### [Text extract]
+---+

Monday, April 11, 2011
Yes folks, that's right. I finished my cabbage soup diet, made myself a beautiful pancake topped with lots of syrup, had a candy bar, and decided that for dinner, I wanted more soup. Crazy. But this weekend, I was talking about food to my friend and we came upon the topic of korean food. She asked me if they really eat kimchi at every meal there. As I was explaining the importance of kimchi in Korean culture, I realized that my cabbage soup is quite like kimchi chigae (kimchi soup). Granted, the cabbage in my soup isn't fermented, but I make it in a red (tomato juice) sauce and I make sure it is nice and spicy. So in a lot of ways, a bowl of hot spicy cabbage soup is similar to one of my favorite Korean dishes. No wonder I've enjoyed it so much!
I live near a long thin park called Parque Forestal. It's really quite a nice park and it has a long stretch of a lane for riding bikes or jogging. And since I have a fear of riding bikes in this city, I jog. It's really pleasent. I usually listen to radioDisney on my mp3 player and jog along to Jonas Brothers, Beyonce, or Julieta Venegas. Great stuff. Yesterday on my jog I noticed that the trees were beginning to change. Fall has finally arrived and I am glad for the change. But as I was jogging through the falling leaves, I began to think about how much I like fall. And I had this special moment when I realized that I want to be here in Santiago, jogging through this park for many falls to come. After the past few weeks of cultural adjustment being a little more painful than normal, this was a nice thought to have.

+---+

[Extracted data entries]
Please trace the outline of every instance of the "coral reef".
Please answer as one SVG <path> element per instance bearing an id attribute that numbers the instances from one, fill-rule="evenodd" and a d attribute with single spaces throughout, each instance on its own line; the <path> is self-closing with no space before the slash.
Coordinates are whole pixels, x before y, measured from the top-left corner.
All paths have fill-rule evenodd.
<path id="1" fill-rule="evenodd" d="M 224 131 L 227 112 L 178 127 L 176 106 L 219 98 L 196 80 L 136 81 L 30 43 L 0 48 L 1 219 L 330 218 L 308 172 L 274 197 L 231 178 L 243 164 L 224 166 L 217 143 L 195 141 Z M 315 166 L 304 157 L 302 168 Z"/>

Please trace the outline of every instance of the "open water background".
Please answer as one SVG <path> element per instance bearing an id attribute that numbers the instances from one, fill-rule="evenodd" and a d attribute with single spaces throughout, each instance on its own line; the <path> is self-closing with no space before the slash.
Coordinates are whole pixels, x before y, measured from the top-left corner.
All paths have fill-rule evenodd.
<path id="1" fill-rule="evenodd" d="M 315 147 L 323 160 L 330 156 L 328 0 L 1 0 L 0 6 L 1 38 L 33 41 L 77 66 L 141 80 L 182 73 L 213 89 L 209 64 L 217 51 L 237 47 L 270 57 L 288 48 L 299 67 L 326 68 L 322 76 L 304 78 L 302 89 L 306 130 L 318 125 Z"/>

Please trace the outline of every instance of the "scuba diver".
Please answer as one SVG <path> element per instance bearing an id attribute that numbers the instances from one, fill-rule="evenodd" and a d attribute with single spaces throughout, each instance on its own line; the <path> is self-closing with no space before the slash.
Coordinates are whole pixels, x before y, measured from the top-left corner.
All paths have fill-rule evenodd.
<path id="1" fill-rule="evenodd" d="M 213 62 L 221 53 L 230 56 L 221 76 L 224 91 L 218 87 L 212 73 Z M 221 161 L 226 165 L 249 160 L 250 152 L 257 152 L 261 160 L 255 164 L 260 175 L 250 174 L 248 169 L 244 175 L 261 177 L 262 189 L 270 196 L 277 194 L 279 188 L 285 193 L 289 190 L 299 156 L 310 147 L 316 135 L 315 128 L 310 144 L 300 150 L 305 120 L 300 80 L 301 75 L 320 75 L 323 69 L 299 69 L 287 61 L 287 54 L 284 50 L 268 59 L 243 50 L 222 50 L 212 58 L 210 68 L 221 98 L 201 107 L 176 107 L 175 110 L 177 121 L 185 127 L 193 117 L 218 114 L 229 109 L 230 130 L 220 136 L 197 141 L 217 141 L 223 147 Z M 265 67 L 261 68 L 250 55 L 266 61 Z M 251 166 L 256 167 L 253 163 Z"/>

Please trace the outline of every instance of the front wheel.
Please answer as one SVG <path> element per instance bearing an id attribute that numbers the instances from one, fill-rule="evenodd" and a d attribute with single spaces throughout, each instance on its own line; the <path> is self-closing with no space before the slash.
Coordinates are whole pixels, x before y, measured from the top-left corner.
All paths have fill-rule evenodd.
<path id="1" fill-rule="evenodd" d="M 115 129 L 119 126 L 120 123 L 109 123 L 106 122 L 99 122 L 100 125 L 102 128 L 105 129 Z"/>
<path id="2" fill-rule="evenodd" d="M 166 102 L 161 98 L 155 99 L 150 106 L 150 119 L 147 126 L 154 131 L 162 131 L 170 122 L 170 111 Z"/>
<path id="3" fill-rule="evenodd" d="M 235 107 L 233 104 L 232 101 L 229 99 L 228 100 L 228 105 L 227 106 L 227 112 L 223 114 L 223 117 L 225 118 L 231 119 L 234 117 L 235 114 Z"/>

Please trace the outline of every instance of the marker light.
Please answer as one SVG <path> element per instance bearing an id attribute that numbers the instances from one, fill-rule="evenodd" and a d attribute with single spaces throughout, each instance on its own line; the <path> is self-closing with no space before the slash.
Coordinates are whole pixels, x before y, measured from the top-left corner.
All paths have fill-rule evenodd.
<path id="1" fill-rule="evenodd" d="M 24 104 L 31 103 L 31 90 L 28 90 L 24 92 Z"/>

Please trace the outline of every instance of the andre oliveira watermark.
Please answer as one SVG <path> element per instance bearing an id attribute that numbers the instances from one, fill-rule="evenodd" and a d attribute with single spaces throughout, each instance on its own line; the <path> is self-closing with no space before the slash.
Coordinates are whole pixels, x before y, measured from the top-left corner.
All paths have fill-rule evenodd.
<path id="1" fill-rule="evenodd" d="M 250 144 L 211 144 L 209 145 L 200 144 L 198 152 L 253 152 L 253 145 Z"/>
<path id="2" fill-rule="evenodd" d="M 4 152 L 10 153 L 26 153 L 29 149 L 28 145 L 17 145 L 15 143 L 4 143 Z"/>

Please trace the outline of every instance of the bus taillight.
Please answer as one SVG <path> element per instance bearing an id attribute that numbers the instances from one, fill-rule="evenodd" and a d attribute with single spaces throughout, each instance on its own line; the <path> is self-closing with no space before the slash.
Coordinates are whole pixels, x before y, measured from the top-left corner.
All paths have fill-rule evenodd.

+---+

### [Written task A]
Answer these questions from the blog post:
(i) What is the name of the park near the writer's home?
(ii) What is the red sauce of the writer's cabbage soup made with?
(iii) What does the writer listen to on the mp3 player while jogging?
### [Written task B]
Please resize the records starting at the line containing "Please trace the outline of every instance of the andre" and ending at the end of the records, with both ends included. Reproduce only those lines in full, requests included, with every coordinate in the answers multiplied by 1.2 and rounded to a whole number, halves rounded up.
The records are unrelated to the blog post.

### [Exercise response A]
(i) Parque Forestal
(ii) Tomato juice
(iii) radioDisney

### [Exercise response B]
Please trace the outline of every instance of the andre oliveira watermark.
Please answer as one SVG <path> element per instance bearing an id attribute that numbers the instances from one, fill-rule="evenodd" and a d attribute with single spaces throughout, each instance on its own line; the <path> is self-closing with no space before the slash.
Coordinates are whole pixels, x before y, measured from the top-left corner.
All paths have fill-rule evenodd.
<path id="1" fill-rule="evenodd" d="M 300 173 L 253 173 L 251 174 L 240 173 L 238 182 L 304 182 L 304 174 Z"/>
<path id="2" fill-rule="evenodd" d="M 5 182 L 12 184 L 31 184 L 35 179 L 34 174 L 20 174 L 18 172 L 5 172 Z"/>

Please trace the outline of every instance of the bus taillight.
Please answer as one SVG <path> element per instance bearing an id attribute that numbers the instances from one, fill-rule="evenodd" and a d attribute with single spaces throughout, each instance on its own line; the <path> is self-closing with no space before the slash.
Coordinates are whole pixels, x before y, measured from the top-left corner.
All paths have fill-rule evenodd.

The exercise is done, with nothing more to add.